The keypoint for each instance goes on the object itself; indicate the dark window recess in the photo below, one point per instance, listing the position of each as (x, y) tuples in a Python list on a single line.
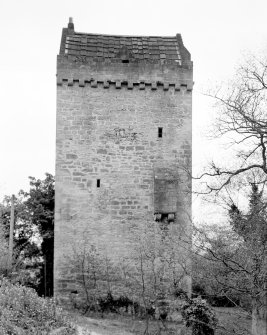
[(164, 217)]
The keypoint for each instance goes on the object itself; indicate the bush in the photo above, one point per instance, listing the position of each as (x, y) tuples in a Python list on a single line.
[(22, 311), (198, 315)]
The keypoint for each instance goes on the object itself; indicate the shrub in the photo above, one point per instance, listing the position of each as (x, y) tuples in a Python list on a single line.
[(22, 311), (198, 315)]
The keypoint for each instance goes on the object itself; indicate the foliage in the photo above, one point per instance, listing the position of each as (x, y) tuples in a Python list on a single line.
[(23, 312), (241, 122), (40, 203), (198, 315), (33, 234), (144, 284)]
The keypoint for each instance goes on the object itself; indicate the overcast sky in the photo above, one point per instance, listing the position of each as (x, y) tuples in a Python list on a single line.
[(217, 33)]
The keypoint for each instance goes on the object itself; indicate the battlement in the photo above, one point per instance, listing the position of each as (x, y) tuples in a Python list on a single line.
[(118, 84)]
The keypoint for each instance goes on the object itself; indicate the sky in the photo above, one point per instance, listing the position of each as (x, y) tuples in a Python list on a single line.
[(217, 33)]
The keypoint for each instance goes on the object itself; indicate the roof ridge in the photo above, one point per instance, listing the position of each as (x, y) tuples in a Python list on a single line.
[(130, 36)]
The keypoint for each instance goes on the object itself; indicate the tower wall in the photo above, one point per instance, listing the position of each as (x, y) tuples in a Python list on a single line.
[(114, 171)]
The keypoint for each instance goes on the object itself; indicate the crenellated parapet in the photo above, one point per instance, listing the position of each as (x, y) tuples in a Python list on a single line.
[(130, 85)]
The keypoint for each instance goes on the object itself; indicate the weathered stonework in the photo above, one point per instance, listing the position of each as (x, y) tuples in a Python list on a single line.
[(123, 149)]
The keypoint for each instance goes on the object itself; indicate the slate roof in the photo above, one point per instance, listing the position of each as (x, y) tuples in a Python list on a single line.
[(125, 48)]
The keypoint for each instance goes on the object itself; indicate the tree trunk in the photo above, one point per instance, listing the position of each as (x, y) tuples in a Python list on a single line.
[(259, 317)]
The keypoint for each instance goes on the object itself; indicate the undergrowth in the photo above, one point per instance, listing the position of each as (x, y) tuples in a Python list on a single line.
[(22, 311)]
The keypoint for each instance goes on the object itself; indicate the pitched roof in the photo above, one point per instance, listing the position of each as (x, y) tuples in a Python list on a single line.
[(125, 48)]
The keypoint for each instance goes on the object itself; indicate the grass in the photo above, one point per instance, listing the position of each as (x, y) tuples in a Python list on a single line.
[(232, 321)]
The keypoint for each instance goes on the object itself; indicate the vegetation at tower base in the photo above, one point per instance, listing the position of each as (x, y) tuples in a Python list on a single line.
[(22, 312), (241, 256), (145, 284), (33, 234)]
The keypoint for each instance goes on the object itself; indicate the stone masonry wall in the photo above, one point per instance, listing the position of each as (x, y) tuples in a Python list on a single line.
[(108, 120)]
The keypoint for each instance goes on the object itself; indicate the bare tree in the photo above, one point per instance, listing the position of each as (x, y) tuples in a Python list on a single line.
[(242, 121)]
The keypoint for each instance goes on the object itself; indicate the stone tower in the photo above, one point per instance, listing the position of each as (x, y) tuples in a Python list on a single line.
[(123, 150)]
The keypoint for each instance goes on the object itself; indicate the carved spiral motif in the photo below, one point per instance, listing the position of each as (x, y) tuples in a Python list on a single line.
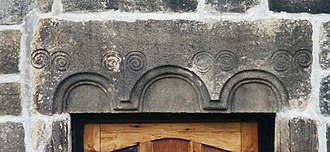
[(226, 60), (40, 58), (61, 60), (203, 61), (303, 58), (135, 61), (281, 60), (111, 61)]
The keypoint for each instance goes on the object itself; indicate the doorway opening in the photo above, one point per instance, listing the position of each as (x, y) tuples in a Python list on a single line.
[(80, 123)]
#####
**Direction:** Print the records above exactly as they stand, but leave out the pictures.

**Answer for the task:**
The keypoint for each instance goes on the object itself; indicate the dark window recess in the photo below, one point per instance, listing the position of each as (x, y) tuples in a Python list on a single line.
[(164, 217)]
The keypoint for each instance goes on the object itself; indicate the bush in the photo above, one point per instance, listing the position of each as (x, y) tuples in a Python list on a single line.
[(22, 311), (198, 315)]
The keypoint for each instance goes on the object itself; indicate the shrub in the photo above, one point per instance, listing the position of each as (x, y) tuples in a Python list on a single line.
[(22, 311), (198, 315)]
The keypoint for each instance goes on the object itself; indicate the foliage in the photo above, one point per instance, listing the position of each as (x, y) tuples in a Python list on a single line.
[(23, 312), (241, 122), (40, 203), (198, 315), (33, 234), (144, 284)]
The keypoint for each instance goes on the object itself; indicate the overcast sky in the photo above, one point per instance, listing the position of each as (x, y) tuples in a Python list on a single line.
[(217, 33)]
The keypoint for each instance goes on the object itself; indicate the battlement in the photo above, one point per instance, listing the position of each as (x, y) tuples in a Python list on a single line.
[(118, 84)]
The keypoint for each instance goes on the object itself; indicate the sky in the photo above, one point per instance, listing the position of each as (x, y) tuples in a Python list on a single line.
[(217, 33)]
The keypoint for each instance goes on the object itself; indicate the roof ridge in the photo above, one point per instance, listing the position of each as (x, y) tuples in a Python list on a single line.
[(130, 36)]
The keypoint for each instance goes on the object itself; indicate the tower wall in the photo above, one point per instance, listing the position of each as (x, y) tuples in a Python list on a single line.
[(114, 171)]
The keypoint for each instance goes on the object itself; indicate the crenellated parapet in the photo above, one point per instance, listing the position of each as (x, y) tuples in a Python list on a single line.
[(130, 85)]
The keypoint for each instance goes on the object itself; indicate the weathered stonework in the photo above, one point per instance, listing the position of each as (x, y) tuples in a Python list on a single line.
[(123, 149)]
The keypoint for each instance goes on the object itself; indicate the slate roof in the photo above, one point per instance, listing the position of each as (x, y) tuples in a Python list on a single line.
[(125, 48)]
The keypoint for each instance goes on the object itself; indicate the tree trunk in the photo above, one point per instance, listing the position of each as (x, y) tuples in a Python list on a single line.
[(259, 317)]
The keypoint for each instance goes on the object itself; indicate the undergrowth in the photo above, one point per instance, listing the position of each as (x, y) tuples in a Python list on a single line.
[(22, 311)]
The keypoint for each instance goes on the object itself; indicate the pitched roof in the photo above, one point per instance, listing the position of each as (x, y) tuples in a Python list on a single line.
[(125, 48)]
The keypoint for each instance goes on the object itself; indicate the grass in the photo above, one point per instance, listing the position of each as (x, y) tuples in a Python list on a single line.
[(232, 321)]
The keypoint for each instance goes on the object itself; indicate the vegetation at tower base in the photo above, one point per instance, listing the position of each as (x, y) tuples in a Python list on a single line.
[(22, 312), (241, 256), (145, 284), (33, 234)]
The keypoint for each instance goes on the object itself; indicate the stone masonry wall in the photo above, one point per instance, listing the position of each as (x, y) tuples in a Python list on a single line.
[(108, 120)]
The keypoint for each instance goes on the object itself; indicate the bare tree in the photo above, one point per instance, listing the position of each as (x, y) tuples in a Python list on a single line.
[(242, 121)]
The keypoint for each instance goes on the object itself; indicate the stone tower in the photo above, one point per instance, listing the position of each as (x, y) tuples in a Python list on a single line.
[(123, 150)]
The keypoint for each instance goes on the object itself; indicate the carved spiral motif in the photo below, one point per instance, listing the position of each as (x, y) tuples in a Python list on a single line.
[(226, 60), (40, 58), (61, 60), (203, 61), (303, 58), (135, 61), (281, 60), (111, 61)]
The keypoint for each instance goes on the object itself; indicate the doorway opening in the photo above, one point per instance, listing the position of each as (x, y) tuples in a Python list on a single line.
[(80, 123)]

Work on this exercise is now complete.